Problem statement - Will you print the material below without altering a single character?

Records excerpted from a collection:
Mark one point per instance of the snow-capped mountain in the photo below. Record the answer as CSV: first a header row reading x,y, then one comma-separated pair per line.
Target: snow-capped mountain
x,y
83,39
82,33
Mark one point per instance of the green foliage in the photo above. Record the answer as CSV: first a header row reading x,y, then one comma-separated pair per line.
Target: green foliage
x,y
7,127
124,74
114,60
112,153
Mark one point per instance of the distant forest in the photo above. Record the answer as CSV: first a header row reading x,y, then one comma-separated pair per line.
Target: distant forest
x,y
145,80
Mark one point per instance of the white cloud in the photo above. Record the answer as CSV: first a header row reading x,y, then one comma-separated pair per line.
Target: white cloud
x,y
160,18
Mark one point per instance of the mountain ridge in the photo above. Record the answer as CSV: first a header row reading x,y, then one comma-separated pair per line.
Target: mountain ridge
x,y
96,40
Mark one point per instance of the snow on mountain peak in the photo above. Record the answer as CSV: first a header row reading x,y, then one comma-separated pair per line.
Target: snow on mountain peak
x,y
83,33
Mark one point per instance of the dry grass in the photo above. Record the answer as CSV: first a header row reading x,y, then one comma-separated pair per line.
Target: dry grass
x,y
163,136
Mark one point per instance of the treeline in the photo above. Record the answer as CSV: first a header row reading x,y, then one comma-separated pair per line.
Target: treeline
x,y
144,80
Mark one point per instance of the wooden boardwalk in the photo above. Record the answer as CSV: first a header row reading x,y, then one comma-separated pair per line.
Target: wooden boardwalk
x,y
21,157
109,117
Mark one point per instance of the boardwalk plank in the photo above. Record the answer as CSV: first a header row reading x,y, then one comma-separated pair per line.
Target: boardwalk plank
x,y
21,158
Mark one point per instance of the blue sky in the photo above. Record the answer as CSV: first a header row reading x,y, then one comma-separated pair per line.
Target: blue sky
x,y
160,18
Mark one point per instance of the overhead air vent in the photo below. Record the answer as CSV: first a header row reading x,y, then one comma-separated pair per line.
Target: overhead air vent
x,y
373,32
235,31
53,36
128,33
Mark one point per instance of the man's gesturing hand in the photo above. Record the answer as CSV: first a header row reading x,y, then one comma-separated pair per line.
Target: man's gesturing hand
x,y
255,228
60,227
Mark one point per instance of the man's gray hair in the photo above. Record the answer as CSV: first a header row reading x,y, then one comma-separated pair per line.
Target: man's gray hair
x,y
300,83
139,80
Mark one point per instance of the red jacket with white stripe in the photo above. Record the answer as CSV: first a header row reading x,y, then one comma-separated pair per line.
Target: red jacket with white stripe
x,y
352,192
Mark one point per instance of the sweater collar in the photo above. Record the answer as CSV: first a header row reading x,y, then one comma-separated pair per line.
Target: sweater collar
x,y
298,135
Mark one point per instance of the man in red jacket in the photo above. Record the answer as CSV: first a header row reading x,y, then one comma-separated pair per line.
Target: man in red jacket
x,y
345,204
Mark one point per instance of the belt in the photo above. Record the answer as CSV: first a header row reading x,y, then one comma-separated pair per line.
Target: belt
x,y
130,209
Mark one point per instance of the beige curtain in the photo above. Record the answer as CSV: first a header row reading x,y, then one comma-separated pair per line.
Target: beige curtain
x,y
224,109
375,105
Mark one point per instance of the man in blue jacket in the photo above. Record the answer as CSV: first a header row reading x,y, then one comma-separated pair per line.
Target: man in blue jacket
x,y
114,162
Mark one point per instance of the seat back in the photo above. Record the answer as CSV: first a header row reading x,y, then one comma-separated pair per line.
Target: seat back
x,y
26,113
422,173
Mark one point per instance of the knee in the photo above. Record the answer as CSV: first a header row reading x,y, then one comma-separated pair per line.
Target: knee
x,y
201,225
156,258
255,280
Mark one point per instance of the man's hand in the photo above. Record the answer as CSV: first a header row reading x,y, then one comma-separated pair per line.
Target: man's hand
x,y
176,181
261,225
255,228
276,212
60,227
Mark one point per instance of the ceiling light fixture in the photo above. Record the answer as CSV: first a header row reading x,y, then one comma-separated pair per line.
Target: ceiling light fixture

Result -
Mark one point per instance of the snow-capped mountain in the photo below. Record the answer as CSV: first a header row reading x,y, then one comma-separated pair per line.
Target: snow-capped mountain
x,y
83,39
82,33
Mark one point per instance of the green foliage in the photo above. Record the answer as CSV: first a header row reading x,y, then one comma-separated pair per line.
Target: green foliage
x,y
7,127
124,74
114,60
112,153
Mark one point per instance of the distant forest in the photo above. Record the answer as CSV: first a header row reading x,y, then one comma-separated pair per line.
Target: distant forest
x,y
145,80
Mark one point per instance of the white cloud in the photo above. Record the answer as CSV: first a header row reading x,y, then one comma-separated pair per line.
Target: white cloud
x,y
160,18
Mark one point per instance of the mountain ridge in the photo above. Record the answer as CSV: first a header row reading x,y, then one comma-separated pair per line.
Target: mountain ridge
x,y
96,40
Mark one point per instance of the snow on mountain peak in the photo above. Record the answer as CSV: first a header row reading x,y, then one comma-separated pair per line.
Target: snow on mountain peak
x,y
83,33
Mark one point per instance of the dry grass in the photo above. Record the answer as CSV: first a header row reading x,y, then one comma-separated pair per line.
Target: dry grass
x,y
163,136
Mark one point per instance of the treeline in the photo above. Record the answer as CSV: first a header row reading x,y, then one comma-separated pair per line.
Target: treeline
x,y
144,80
Mark one point per instance of the wooden boardwalk in the photo above. Record the answer as CSV: first a header row reading x,y, then one comma-separated pair per line.
Target: wooden boardwalk
x,y
21,157
109,117
Mark one point per instance of the boardwalk plank in the photo above. Record the answer as CSV: first a header row reading x,y, then one comma-separated pair per line.
Target: boardwalk plank
x,y
21,158
Mark one point per instance of the blue sky in the photo above. Record the answer as CSV: first a header row reading x,y, then one comma-separated pair per line.
Target: blue sky
x,y
160,18
Mark one point per instance of the overhead air vent in the photo below. Record the answer as CSV: first a header row reading x,y, then one comma-separated pair per line.
Target: overhead air vent
x,y
373,32
235,31
53,36
128,33
Mark one point per instance of the man's gesturing hand in the photo above. Record the answer as CSV: first a header row reading x,y, then one comma-separated pair per line.
Target: man's gesturing hand
x,y
255,228
60,227
Mark one point per instance of the man's gray hair in the photo above. Record the answer as CSV: first a header row reading x,y, then one comma-separated pair per line.
Target: man's gray hair
x,y
300,83
139,80
Mark one point per instance of the red jacket with white stripe in the photo above. Record the answer as CSV: first a header row reading x,y, then one comma-separated pair per line.
Target: red jacket with white stripe
x,y
352,192
Mark one point per instance of the sweater collar in the photo above. Record the answer as CSV: first a header row reading x,y, then one comma-separated pair per line.
Target: sweater collar
x,y
298,135
Mark one point per instance of the man in red jacket in the photo above. Record the answer as CSV: first a header row reading x,y, then one comma-separated pair per line.
Target: man in red jacket
x,y
345,204
Mark one point per instance of the belt in the photo above. Record the answer as CSV: first a header row reading x,y, then one comma-separated pair per line.
Target: belt
x,y
130,209
Mark one point per instance of the beige curtain in the photo above. Record the answer as CSV: first a header row reading x,y, then one comma-separated pair per line.
Target: beige curtain
x,y
224,109
375,105
Mark one point per instance of the man in blue jacket in the photo above. Record the answer as CSV: first a header row reading x,y, then one comma-separated pair per line.
Target: man in blue jacket
x,y
114,162
Mark one point per instance of the seat back in the photo above. Record the answer as CSV: first a header row reading x,y, then one comma-separated pair per line.
Target: seat back
x,y
26,113
422,173
Mark one point per instance of the knee in the photo above. Record the answer as CSV: first a header row reading x,y, then one comma-separated pair per line.
Target: knee
x,y
201,225
156,258
255,280
Mark one point per instance of the man's hand in the photo above. Record the answer as CSV: first a header row reading x,y, then one comma-separated pair per line.
Target: man's hand
x,y
176,181
261,225
255,228
276,212
60,227
Mark one point per instance of the ceiling light fixture in the photo above. Record the answer as CSV: first a header row reading x,y, then one comma-separated pair per line.
Target: ceiling light fixture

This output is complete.